**Work instruction**
Reproduce each record exactly, leaving out no line.

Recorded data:

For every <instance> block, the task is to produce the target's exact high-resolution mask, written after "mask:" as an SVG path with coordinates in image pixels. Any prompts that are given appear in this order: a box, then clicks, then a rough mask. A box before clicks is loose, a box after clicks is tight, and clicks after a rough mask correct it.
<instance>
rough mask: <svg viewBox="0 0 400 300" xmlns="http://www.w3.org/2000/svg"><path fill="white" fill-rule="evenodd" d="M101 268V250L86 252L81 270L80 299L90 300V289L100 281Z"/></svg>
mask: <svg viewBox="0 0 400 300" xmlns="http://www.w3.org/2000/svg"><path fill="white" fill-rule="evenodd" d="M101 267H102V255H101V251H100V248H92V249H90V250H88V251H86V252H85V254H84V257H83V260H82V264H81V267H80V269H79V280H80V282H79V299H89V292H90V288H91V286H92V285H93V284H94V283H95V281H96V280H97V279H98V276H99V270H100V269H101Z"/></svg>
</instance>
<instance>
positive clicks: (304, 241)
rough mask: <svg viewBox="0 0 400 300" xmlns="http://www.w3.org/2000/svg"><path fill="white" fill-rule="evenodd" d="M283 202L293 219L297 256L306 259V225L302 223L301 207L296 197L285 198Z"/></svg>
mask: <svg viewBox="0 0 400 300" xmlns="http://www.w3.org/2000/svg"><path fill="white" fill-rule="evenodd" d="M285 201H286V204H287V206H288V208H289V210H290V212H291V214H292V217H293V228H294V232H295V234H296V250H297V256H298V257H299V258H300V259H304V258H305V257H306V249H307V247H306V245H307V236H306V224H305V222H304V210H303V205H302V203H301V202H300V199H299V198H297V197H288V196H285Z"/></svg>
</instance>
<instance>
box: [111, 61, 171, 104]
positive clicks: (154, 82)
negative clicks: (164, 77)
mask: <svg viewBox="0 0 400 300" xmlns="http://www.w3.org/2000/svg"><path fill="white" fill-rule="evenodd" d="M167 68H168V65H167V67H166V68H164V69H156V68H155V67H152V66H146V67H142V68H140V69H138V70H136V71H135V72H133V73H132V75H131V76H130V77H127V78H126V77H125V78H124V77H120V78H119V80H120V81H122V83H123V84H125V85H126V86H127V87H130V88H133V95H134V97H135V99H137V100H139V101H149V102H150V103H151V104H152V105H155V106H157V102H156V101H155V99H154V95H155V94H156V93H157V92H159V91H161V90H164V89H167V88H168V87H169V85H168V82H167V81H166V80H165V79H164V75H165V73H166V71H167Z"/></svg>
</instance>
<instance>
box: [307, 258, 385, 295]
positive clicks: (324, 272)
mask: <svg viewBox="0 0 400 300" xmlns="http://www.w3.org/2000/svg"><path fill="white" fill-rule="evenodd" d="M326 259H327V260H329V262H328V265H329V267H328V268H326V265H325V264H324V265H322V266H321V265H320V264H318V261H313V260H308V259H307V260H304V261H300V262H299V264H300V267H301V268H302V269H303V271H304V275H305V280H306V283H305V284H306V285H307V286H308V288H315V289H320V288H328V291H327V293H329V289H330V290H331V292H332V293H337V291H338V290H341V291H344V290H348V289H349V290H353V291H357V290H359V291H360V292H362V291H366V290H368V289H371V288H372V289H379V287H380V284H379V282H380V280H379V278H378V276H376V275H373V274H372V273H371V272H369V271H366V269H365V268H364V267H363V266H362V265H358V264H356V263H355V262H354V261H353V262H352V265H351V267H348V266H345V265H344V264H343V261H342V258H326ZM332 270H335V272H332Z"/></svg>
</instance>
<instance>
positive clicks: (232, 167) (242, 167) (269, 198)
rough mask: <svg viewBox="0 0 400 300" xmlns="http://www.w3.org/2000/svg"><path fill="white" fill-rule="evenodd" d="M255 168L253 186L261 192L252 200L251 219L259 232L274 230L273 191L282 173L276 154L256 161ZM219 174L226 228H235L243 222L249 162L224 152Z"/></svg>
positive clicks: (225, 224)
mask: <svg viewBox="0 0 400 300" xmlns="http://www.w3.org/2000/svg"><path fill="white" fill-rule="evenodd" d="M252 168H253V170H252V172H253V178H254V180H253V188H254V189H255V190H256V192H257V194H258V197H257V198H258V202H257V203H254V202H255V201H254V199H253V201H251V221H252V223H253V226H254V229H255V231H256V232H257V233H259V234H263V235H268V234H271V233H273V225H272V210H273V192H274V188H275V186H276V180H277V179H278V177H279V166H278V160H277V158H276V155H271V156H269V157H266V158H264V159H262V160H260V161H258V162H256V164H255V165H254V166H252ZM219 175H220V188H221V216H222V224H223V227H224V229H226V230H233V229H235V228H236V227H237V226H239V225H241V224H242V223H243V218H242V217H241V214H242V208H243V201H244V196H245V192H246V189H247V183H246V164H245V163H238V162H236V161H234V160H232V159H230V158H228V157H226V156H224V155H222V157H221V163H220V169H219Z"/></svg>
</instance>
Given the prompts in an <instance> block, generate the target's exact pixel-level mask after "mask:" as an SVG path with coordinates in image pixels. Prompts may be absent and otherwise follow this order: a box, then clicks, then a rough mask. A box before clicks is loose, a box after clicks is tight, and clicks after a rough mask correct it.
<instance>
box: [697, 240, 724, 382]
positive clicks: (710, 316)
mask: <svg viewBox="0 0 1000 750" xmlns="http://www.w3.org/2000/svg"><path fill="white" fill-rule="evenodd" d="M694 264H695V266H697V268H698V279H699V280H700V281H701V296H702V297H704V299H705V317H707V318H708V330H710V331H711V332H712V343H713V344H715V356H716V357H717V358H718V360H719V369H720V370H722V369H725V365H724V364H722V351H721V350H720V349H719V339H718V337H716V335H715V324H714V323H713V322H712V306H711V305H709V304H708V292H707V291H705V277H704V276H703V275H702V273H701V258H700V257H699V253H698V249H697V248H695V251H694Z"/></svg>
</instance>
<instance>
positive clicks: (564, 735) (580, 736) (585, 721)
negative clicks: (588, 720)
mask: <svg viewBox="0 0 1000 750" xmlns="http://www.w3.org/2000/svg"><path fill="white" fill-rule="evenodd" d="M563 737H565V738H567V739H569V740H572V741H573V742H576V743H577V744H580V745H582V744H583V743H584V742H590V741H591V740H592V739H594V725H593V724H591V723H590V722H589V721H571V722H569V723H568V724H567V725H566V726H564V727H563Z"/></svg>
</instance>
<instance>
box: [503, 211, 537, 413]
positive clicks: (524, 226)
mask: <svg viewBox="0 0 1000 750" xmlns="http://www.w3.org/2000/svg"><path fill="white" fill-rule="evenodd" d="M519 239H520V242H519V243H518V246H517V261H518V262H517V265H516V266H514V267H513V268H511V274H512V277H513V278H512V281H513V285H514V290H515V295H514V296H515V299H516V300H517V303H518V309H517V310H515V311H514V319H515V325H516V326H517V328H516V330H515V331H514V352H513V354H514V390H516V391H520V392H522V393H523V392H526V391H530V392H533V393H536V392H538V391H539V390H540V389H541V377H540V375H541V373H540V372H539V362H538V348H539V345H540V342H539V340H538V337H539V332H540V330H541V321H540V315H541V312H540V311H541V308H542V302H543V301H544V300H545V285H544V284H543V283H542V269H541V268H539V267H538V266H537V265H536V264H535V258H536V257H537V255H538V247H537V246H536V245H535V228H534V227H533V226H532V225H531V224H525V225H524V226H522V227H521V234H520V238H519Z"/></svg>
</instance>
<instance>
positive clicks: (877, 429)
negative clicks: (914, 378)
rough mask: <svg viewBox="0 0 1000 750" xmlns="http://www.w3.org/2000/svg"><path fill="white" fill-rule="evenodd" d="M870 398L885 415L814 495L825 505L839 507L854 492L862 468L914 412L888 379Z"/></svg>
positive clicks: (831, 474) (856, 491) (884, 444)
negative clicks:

**Exercise answer**
For every <instance> block, the task is to produce the target's exact high-resolution mask, written after "mask:" as an SVG path with coordinates in image pixels. Any prompts that are given appear in this order: a box, then clicks, then a rough mask. A box before clicks is loose, a box after clicks is tight, and clicks after a rough mask correct it.
<instance>
rough mask: <svg viewBox="0 0 400 300" xmlns="http://www.w3.org/2000/svg"><path fill="white" fill-rule="evenodd" d="M101 268V250L86 252L81 270L80 299L90 300V289L100 281Z"/></svg>
mask: <svg viewBox="0 0 400 300" xmlns="http://www.w3.org/2000/svg"><path fill="white" fill-rule="evenodd" d="M101 267H102V255H101V251H100V248H92V249H90V250H88V251H86V252H85V254H84V257H83V260H82V264H81V267H80V269H79V280H80V282H79V299H89V292H90V288H91V286H92V285H93V284H94V283H95V281H96V280H97V279H98V276H99V270H100V269H101Z"/></svg>
</instance>
<instance>
positive clicks: (304, 241)
rough mask: <svg viewBox="0 0 400 300" xmlns="http://www.w3.org/2000/svg"><path fill="white" fill-rule="evenodd" d="M283 202L293 219L297 256L306 259V225L302 223L301 207L296 197L285 198Z"/></svg>
mask: <svg viewBox="0 0 400 300" xmlns="http://www.w3.org/2000/svg"><path fill="white" fill-rule="evenodd" d="M285 201H286V204H287V206H288V208H289V210H290V212H291V214H292V217H293V228H294V232H295V234H296V250H297V256H298V257H299V258H300V259H304V258H305V257H306V249H307V247H306V245H307V236H306V224H305V222H304V210H303V205H302V203H301V202H300V199H299V198H297V197H288V196H285Z"/></svg>
</instance>
<instance>
box: [111, 61, 171, 104]
positive clicks: (154, 82)
negative clicks: (164, 77)
mask: <svg viewBox="0 0 400 300" xmlns="http://www.w3.org/2000/svg"><path fill="white" fill-rule="evenodd" d="M167 68H168V65H167V67H166V68H164V69H156V68H155V67H152V66H146V67H142V68H140V69H138V70H136V71H135V72H133V73H132V75H131V76H130V77H127V78H126V77H125V78H124V77H120V78H119V80H120V81H122V83H123V84H125V85H126V86H127V87H130V88H133V95H134V97H135V99H137V100H139V101H149V102H150V103H151V104H152V105H155V106H157V102H156V101H155V99H154V95H155V94H156V93H157V92H159V91H161V90H164V89H167V88H168V87H169V85H168V82H167V81H166V80H165V79H164V75H165V73H166V71H167Z"/></svg>
</instance>
<instance>
box: [307, 258, 385, 295]
positive clicks: (324, 272)
mask: <svg viewBox="0 0 400 300" xmlns="http://www.w3.org/2000/svg"><path fill="white" fill-rule="evenodd" d="M326 259H327V260H329V262H328V265H329V267H328V268H326V265H325V264H324V265H322V266H321V265H320V264H318V261H313V260H308V259H307V260H304V261H300V262H299V264H300V267H301V268H302V269H303V271H304V275H305V280H306V283H305V284H306V285H307V286H308V288H315V289H320V288H328V291H327V293H329V289H330V290H331V292H332V293H337V291H338V290H341V291H344V290H348V289H349V290H353V291H357V290H359V291H360V292H362V291H366V290H368V289H371V288H372V289H379V287H380V284H379V282H380V280H379V278H378V276H376V275H373V274H372V273H371V272H369V271H366V269H365V268H364V267H363V266H362V265H358V264H356V263H355V262H354V261H353V262H352V265H351V267H348V266H345V265H344V264H343V261H342V258H326ZM332 270H335V272H332Z"/></svg>
</instance>
<instance>
positive clicks: (232, 167) (242, 167) (269, 198)
rough mask: <svg viewBox="0 0 400 300" xmlns="http://www.w3.org/2000/svg"><path fill="white" fill-rule="evenodd" d="M255 168L253 186L261 192L252 200L251 219L259 232L274 230L273 191L282 173L276 154L256 161ZM219 174L226 228H235L243 222L249 162L224 152Z"/></svg>
positive clicks: (225, 224)
mask: <svg viewBox="0 0 400 300" xmlns="http://www.w3.org/2000/svg"><path fill="white" fill-rule="evenodd" d="M252 168H253V170H252V172H253V178H254V180H253V188H254V189H255V190H256V192H257V194H258V197H257V198H258V202H257V203H254V202H255V201H254V199H253V201H251V221H252V223H253V226H254V229H255V231H256V232H257V233H259V234H263V235H268V234H271V233H273V225H272V210H273V192H274V188H275V186H276V180H277V179H278V177H279V166H278V160H277V158H276V155H271V156H269V157H266V158H264V159H262V160H260V161H258V162H256V164H255V165H254V166H252ZM219 175H220V188H221V216H222V224H223V227H224V229H226V230H233V229H235V228H236V227H237V226H239V225H241V224H242V223H243V218H242V217H241V214H242V208H243V201H244V196H245V192H246V189H247V183H246V164H245V163H238V162H236V161H234V160H232V159H230V158H228V157H226V156H224V155H222V157H221V163H220V169H219Z"/></svg>
</instance>
Given the prompts in an <instance> block, generate the target's exact pixel-level mask after "mask:" as an SVG path with coordinates in image pixels. Prompts may be absent and otherwise follow this order: a box, then clicks, then a rough mask. A box before clicks is loose, a box after clicks is tight, and clicks after a rough mask correct it.
<instance>
box: [697, 240, 724, 382]
positive clicks: (710, 316)
mask: <svg viewBox="0 0 1000 750" xmlns="http://www.w3.org/2000/svg"><path fill="white" fill-rule="evenodd" d="M694 264H695V266H697V268H698V279H699V280H700V281H701V296H702V297H704V299H705V317H707V318H708V330H710V331H711V332H712V343H713V344H715V356H716V357H717V358H718V360H719V369H720V370H722V369H725V365H724V364H722V351H721V350H720V349H719V339H718V337H716V335H715V324H714V323H713V322H712V306H711V305H709V304H708V292H707V291H705V277H704V276H703V275H702V273H701V258H700V257H699V253H698V249H697V248H695V251H694Z"/></svg>
</instance>
<instance>
positive clicks: (564, 735) (580, 736) (585, 721)
negative clicks: (588, 720)
mask: <svg viewBox="0 0 1000 750" xmlns="http://www.w3.org/2000/svg"><path fill="white" fill-rule="evenodd" d="M563 737H565V738H567V739H569V740H572V741H573V742H576V743H577V744H580V745H582V744H583V743H584V742H590V741H591V740H592V739H594V725H593V724H591V723H590V722H589V721H571V722H569V723H568V724H567V725H566V726H564V727H563Z"/></svg>
</instance>
<instance>
box: [503, 211, 537, 413]
positive clicks: (524, 226)
mask: <svg viewBox="0 0 1000 750" xmlns="http://www.w3.org/2000/svg"><path fill="white" fill-rule="evenodd" d="M519 239H520V242H519V243H518V246H517V261H518V262H517V265H516V266H514V267H513V268H511V274H512V277H513V278H512V281H513V285H514V290H515V295H514V296H515V299H516V300H517V303H518V309H517V310H515V311H514V319H515V325H516V326H517V328H516V330H515V331H514V352H513V354H514V390H516V391H520V392H522V393H523V392H526V391H530V392H533V393H536V392H538V391H539V390H540V389H541V377H540V375H541V373H540V372H539V362H538V348H539V345H540V342H539V340H538V337H539V332H540V330H541V321H540V315H541V312H540V311H541V308H542V302H543V301H544V300H545V285H544V284H543V283H542V269H541V268H539V267H538V266H537V265H536V264H535V258H536V257H537V255H538V247H537V246H536V245H535V228H534V227H533V226H532V225H531V224H525V225H524V226H522V227H521V234H520V238H519Z"/></svg>
</instance>
<instance>
positive clicks: (877, 429)
negative clicks: (914, 378)
rough mask: <svg viewBox="0 0 1000 750" xmlns="http://www.w3.org/2000/svg"><path fill="white" fill-rule="evenodd" d="M870 398L885 415L814 495L825 505L839 507L854 492L862 468L914 412L888 379Z"/></svg>
positive clicks: (831, 474) (856, 491) (884, 444)
negative clicks:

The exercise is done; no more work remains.